• [Challenge 1]
Reproduce the passage of the interview with the West Bromwich Albion head chef that opens with the words "The head chef" and closes with the words "become a chef?".
─── Extract provided ───
The head chef at West Bromwich Albion, is on a mission to change the way we think about football cuisine
Tell me about you cooking
Fresh British produce excites me. It doesn’t matter whether your cheese comes from down the road or Lancashire, as long as it’s great British produce. We’re trying to take football catering and turn it into restaurant quality. We aim to provide a great day out, with a fantastic football team and a dining experience.
How did you become a chef?
I was a pot washer in my friend’s restaurant when I was 14, but officially I started out when I was 16, prepping potatoes and vegetables. I then went to a bar and grill in Birmingham and also worked at The Orange Tree in Chadwick End, run by Paul Salisbury. I have worked at TGI Fridays, Moseley Golf Club and did contract catering at Wilson Vale. I then went away for a while and started an apprenticeship in teaching at Birmingham College of Food. I still teach there two days a week now.
Describe your perfect meal
I was in Padstow recently and had quality fish and chips while overlooking the harbour – simply fantastic. I also like an eight-course tasting menu, working your way through soups, salads, offals, meats and desserts. I think you taste the food and the quality of the food more than you would if you were to have a two-course meal. You can eat two courses and feel stuffed, while you can have eight and just feel comfortable, as the focus is on quality rather than quantity.
What do you eat when at home?
─── Excerpted records ───
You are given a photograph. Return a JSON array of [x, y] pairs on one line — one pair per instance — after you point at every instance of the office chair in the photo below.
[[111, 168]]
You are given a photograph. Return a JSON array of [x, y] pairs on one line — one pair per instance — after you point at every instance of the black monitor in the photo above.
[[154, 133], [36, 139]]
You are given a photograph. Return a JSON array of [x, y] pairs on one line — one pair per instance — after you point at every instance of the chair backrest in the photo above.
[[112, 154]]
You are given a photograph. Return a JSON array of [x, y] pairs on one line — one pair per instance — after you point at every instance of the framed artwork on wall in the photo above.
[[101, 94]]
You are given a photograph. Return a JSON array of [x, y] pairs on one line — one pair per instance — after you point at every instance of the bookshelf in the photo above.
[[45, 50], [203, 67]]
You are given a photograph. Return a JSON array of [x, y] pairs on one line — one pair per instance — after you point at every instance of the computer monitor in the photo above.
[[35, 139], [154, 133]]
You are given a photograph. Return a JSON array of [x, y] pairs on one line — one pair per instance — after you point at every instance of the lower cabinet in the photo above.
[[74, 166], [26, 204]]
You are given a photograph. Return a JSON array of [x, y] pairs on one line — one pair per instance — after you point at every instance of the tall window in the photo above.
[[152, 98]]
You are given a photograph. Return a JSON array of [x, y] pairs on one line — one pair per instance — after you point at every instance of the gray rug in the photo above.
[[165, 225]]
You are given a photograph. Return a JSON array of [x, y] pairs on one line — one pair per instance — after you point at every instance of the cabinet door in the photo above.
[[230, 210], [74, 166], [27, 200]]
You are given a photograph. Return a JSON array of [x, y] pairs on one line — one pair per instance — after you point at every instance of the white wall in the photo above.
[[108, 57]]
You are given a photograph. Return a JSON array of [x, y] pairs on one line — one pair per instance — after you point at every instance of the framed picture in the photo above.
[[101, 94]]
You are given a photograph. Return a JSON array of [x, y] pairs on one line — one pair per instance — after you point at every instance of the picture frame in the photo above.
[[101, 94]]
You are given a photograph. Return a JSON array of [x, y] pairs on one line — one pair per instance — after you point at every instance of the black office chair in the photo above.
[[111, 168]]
───
• [Challenge 2]
Rewrite the records as a JSON list of strings, one string per line, from the line containing "on wall in the photo above." through the line containing "[[45, 50], [203, 67]]", both included. Omit any blank lines.

• [Written answer 1]
The head chef at West Bromwich Albion, is on a mission to change the way we think about football cuisine
Tell me about you cooking
Fresh British produce excites me. It doesn’t matter whether your cheese comes from down the road or Lancashire, as long as it’s great British produce. We’re trying to take football catering and turn it into restaurant quality. We aim to provide a great day out, with a fantastic football team and a dining experience.
How did you become a chef?

• [Written answer 2]
[
  "You are given a photograph. Return a JSON array of [x, y] pairs on one line — one pair per instance — after you point at every instance of the framed artwork on wall in the photo above.",
  "[[101, 94]]",
  "You are given a photograph. Return a JSON array of [x, y] pairs on one line — one pair per instance — after you point at every instance of the bookshelf in the photo above.",
  "[[45, 50], [203, 67]]"
]